Work item: Output exactly the lines from the one with "point_to(query) identifies every instance of the seated" through the last line of the data below, both included, and nothing more.

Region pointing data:

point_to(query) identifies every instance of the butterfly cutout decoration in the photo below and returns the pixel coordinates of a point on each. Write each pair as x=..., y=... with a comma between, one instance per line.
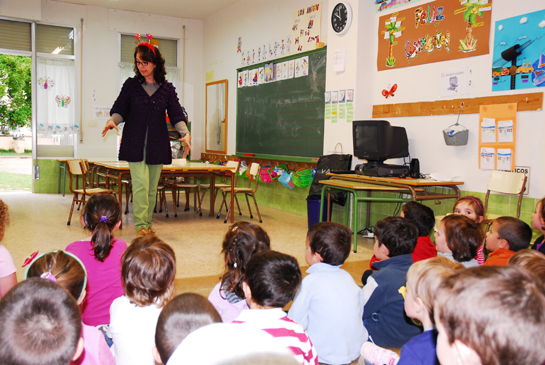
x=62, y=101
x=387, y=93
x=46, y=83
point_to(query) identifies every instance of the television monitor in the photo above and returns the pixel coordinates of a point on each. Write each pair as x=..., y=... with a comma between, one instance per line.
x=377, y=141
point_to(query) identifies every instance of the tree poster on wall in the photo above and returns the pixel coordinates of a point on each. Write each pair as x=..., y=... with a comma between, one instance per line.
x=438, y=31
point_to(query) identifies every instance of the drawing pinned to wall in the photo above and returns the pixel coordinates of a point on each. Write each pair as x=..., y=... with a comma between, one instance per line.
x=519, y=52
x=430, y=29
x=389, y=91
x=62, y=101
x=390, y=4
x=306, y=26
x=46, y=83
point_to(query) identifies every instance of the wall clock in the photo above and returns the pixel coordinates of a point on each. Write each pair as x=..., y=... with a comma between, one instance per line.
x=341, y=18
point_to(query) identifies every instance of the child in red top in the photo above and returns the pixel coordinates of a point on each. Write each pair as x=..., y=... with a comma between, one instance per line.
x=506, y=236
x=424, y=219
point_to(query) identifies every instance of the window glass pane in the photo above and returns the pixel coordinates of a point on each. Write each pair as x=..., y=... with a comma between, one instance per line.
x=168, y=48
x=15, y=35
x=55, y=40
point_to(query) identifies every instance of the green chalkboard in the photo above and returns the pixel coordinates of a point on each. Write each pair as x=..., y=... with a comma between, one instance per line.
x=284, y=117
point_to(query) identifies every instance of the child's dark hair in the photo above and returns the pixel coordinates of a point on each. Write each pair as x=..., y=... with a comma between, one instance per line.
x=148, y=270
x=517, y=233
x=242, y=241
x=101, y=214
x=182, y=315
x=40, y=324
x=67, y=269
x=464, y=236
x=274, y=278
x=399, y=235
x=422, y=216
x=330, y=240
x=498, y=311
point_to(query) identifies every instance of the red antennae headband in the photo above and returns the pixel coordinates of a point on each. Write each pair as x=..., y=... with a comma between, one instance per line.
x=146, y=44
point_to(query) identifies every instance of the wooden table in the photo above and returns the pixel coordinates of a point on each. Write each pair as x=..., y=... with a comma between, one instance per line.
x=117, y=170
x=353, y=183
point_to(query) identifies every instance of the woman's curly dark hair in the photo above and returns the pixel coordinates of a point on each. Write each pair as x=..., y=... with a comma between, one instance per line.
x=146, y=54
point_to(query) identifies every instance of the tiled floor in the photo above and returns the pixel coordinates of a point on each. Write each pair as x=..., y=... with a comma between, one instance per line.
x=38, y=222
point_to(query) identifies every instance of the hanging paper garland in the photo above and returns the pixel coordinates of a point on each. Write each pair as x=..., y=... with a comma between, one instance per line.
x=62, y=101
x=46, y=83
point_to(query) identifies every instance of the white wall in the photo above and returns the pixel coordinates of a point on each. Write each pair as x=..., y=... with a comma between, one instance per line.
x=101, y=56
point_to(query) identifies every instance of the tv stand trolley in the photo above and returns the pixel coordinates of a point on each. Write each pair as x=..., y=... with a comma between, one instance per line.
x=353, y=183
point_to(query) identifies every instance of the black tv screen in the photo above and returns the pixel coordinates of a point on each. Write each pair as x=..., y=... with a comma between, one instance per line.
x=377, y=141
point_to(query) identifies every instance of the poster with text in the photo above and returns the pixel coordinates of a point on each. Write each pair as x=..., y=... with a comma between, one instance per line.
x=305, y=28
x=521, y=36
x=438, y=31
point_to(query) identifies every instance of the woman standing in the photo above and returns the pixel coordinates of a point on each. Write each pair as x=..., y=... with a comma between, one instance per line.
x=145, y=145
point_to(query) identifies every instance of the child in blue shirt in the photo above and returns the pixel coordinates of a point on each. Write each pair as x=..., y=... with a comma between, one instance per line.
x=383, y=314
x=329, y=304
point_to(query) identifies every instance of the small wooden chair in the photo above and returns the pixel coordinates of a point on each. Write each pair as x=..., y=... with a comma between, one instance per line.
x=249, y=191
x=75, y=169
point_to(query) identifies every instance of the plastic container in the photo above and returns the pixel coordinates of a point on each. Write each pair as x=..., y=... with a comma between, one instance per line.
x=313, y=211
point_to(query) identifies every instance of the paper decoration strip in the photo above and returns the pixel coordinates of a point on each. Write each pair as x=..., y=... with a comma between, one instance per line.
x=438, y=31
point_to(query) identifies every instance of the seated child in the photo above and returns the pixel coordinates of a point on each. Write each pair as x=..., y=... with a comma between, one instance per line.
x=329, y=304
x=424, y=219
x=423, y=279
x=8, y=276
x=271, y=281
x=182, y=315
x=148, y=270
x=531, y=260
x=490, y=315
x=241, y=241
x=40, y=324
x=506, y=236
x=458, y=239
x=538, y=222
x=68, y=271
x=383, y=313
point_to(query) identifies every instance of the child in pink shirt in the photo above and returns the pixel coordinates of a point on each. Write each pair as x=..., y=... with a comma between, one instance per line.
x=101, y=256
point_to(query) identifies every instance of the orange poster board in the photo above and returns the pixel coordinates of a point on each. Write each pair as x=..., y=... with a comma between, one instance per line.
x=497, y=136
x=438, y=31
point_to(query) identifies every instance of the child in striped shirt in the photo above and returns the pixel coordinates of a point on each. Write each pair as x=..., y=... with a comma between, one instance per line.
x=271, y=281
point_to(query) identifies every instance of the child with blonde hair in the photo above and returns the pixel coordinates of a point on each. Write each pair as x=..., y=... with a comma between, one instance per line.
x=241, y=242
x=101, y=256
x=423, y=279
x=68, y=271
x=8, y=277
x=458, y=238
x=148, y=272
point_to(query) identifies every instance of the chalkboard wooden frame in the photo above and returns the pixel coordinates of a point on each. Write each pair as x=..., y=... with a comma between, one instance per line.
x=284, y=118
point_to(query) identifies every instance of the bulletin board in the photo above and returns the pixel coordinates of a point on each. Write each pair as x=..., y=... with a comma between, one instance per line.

Your response:
point_to(query) identifies every instance of the seated child in the photo above and returns the pixel coordinates of a point on each. Write each pair as x=..., y=... with a comma between, one instance per line.
x=329, y=304
x=424, y=219
x=423, y=279
x=8, y=276
x=271, y=281
x=182, y=315
x=148, y=270
x=531, y=260
x=490, y=315
x=241, y=241
x=40, y=324
x=506, y=236
x=458, y=239
x=538, y=222
x=68, y=271
x=383, y=313
point_to(query) identifies every instance of the child in pink shirt in the photo above and returns the pixel coordinates of a point on each. Write each pair as x=..., y=... with a comma between, one instance per line.
x=101, y=256
point_to(query) identifies every instance of the orange poster board in the photo above and returns the pixel coordinates of a point on each. Write each pair as x=..., y=... with a comma between, one instance per line.
x=497, y=136
x=438, y=31
point_to(query) identifies every instance of the child in striped shirt in the photo above and returns the pixel coordinates of a point on each. Write each pair as x=..., y=... with a comma between, one instance per line.
x=271, y=281
point_to(query) identifies every instance of the child with blonde hair in the photo above and returns the pixel coordinates of a point on each. Write each pair as x=..., y=... with a comma between, one instance per line.
x=241, y=242
x=101, y=256
x=423, y=279
x=68, y=271
x=8, y=277
x=458, y=238
x=148, y=272
point_to(query) identifies every instance of the chalkboard wooden frame in the photo above and returns the pixel coordinates of a point on each. Write each pair as x=..., y=... with a comma between, one instance per line.
x=284, y=118
point_to(query) identifies every instance of the bulletin board in the photo above and returns the pixel coordinates of a point on each. Write each pair as x=..., y=... with a comma between, one instance per line.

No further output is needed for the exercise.